▸ **To-do list**
a – Answer these questions about the forum post, one answer per line:
(i) What country is listed in the member's profile?
(ii) Which chapter of Scripture was the writer thinking on?
(iii) According to the writer, what did several people say cannot be done with everybody in church?
b – Set down word for word the stretch of the forum post from "Joined: 2016/8/10" through "do not know?".

Are you getting what I am trying to say?

 2017/12/19 17:59Profile
TakeUptheCross
Member



Joined: 2016/8/10
Posts: 242
Germany

 Re:

@ginnyrose

1) I asked this because I was thinking on 1 Cor. 13 and how am I to act, if I do not "feel loved" by other believers. And as I wrote in an answer to Todd, what grasped my attention was "charity... is not easily provoked" (in German: love... does not let herself become bitter"). As I felt that I am very close to do just that. Kind of shut myself off, even if I am going to church on Sunday. After service asking one or two "How are you doing?" And then vanish away for the next 6 days. Several people told me that even in church you cannot trust everybody, and cannot share your spiritual (and even earthly) trials and problems with everybody. I agree. I understand. But does that mean that I should not share anything with anybody?! We come back to how do we define "brotherly love". Can you really love someone you do not know?

▸ **Record set**
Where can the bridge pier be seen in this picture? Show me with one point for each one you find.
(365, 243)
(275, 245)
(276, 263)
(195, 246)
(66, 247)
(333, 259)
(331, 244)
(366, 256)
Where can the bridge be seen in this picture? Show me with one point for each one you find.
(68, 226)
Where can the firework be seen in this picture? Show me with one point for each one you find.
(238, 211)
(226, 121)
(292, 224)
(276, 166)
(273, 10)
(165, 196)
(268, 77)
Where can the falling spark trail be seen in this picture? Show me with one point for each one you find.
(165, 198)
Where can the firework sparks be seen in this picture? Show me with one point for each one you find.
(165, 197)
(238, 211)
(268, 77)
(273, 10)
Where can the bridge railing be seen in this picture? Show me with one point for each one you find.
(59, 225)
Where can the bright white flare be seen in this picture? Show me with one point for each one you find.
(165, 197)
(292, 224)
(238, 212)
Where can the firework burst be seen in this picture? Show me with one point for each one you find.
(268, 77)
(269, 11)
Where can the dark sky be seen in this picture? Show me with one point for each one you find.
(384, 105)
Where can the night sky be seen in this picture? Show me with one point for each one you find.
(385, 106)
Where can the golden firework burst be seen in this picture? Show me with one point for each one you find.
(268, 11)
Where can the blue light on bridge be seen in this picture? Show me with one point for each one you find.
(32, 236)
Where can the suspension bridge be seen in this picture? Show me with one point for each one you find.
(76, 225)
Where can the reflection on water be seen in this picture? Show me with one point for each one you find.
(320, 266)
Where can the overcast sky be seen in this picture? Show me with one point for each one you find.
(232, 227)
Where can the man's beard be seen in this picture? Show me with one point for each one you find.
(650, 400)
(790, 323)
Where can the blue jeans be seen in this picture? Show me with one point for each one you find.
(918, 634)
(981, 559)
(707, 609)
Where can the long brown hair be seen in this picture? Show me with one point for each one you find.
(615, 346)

▸ **Set of answers**
a –
(i) Germany
(ii) 1 Cor. 13
(iii) You cannot trust everybody and cannot share your spiritual (and even earthly) trials and problems with everybody.

b –
Joined: 2016/8/10
Posts: 242
Germany

 Re:

@ginnyrose

1) I asked this because I was thinking on 1 Cor. 13 and how am I to act, if I do not "feel loved" by other believers. And as I wrote in an answer to Todd, what grasped my attention was "charity... is not easily provoked" (in German: love... does not let herself become bitter"). As I felt that I am very close to do just that. Kind of shut myself off, even if I am going to church on Sunday. After service asking one or two "How are you doing?" And then vanish away for the next 6 days. Several people told me that even in church you cannot trust everybody, and cannot share your spiritual (and even earthly) trials and problems with everybody. I agree. I understand. But does that mean that I should not share anything with anybody?! We come back to how do we define "brotherly love". Can you really love someone you do not know?